■ BRIEF 1
In the passage on detainee rights below, condense the paragraph that begins "Under international law and in the absence of emergency provisions" into a short bulleted list that keeps its main facts.
■ BRIEF 2
Pick up the passage on detainee rights after its last sentence and continue it.

■ DOCUMENT SECTION
The two released detainees said they were not allowed access to lawyers while in detention and they were only brought before a judge after being held for lengthy periods of time. In the other two other cases, the detainees were never taken before a judge or prosecutor, according to relatives.
Under international law and in the absence of emergency provisions, authorities should bring a suspect before a judge within 48 hours of arrest to review the legality and necessity of the continued detention and to ensure that the detainee’s rights are respected. All detainees should be promptly charged or released. Local law provides that authorities should charge a detainee and take them before a court within five days of arrest.
The authorities should ensure that there is a clear legal basis for all detentions, that all detainees have access to legal counsel, including during interrogation, and that families are immediately notified if a loved one is detained and given details of their whereabouts. Detainees should promptly be taken before a judge to rule on the legality of their detention, and all authorities should immediately comply with any judicial order for release.
International human rights law, which the Autonomous Administration has incorporated into its constitution, provides that detainees have a right of access to a lawyer and to inform people of their choosing about their detention. International law also obliges authorities to maintain careful records of detentions and to share that information with appropriate people so that the detainee is protected by law and there is effective accountability for all detentions.

■ DATASET EXTRACT
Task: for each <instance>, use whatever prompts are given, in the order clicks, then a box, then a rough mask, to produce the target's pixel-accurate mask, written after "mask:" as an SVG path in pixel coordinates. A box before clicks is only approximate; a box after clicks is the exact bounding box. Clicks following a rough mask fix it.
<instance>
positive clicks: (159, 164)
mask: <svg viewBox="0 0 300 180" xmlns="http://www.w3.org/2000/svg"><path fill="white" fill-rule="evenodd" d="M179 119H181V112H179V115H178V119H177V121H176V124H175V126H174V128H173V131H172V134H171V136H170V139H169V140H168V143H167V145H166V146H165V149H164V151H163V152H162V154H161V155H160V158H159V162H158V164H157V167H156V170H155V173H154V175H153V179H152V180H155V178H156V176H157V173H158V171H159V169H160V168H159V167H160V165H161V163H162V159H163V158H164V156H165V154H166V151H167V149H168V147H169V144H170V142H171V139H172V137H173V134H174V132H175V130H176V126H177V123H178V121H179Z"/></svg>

■ WRITTEN ANSWER 1
- Under international law, absent emergency provisions, a suspect should be brought before a judge within 48 hours of arrest. The judge reviews whether continued detention is legal and necessary and ensures the detainee's rights are respected.
- All detainees should be promptly charged or released.
- Local law requires authorities to charge a detainee and bring them before a court within five days of arrest.

■ WRITTEN ANSWER 2
When authorities are informed that a person may have been forcibly disappeared or is otherwise missing and state forces are believed to be responsible, the authorities are obliged to conduct an effective investigation capable of determining the person’s whereabouts and situation. An enforced disappearance under international law occurs when a person is deprived of their liberty by state officials or their agents, followed by a refusal to acknowledge the arrest or to reveal the person’s fate or whereabouts.
Enforced disappearances violate a range of fundamental human rights protected under international law, including prohibitions against arbitrary arrest and detention; torture and other cruel, inhuman, or degrading treatment; and extrajudicial execution. Enforced disappearances also contravene the right to due process and fair trials. The international norms regarding prison conditions are set out in the United Nations Standard Minimum Rules for the Treatment of Prisoners (the “Mandela Rules”). Rule 58 protects a prisoner’s right to receive visits “at regular intervals” from family and friends.
“So long as the Autonomous Administration is holding itself out as the de facto government in the northeast and conducts arrests and court proceedings, it needs to adhere to basic international human rights obligations,” Fakih said. “Insecurity is never a valid excuse for infringing on detainee rights.”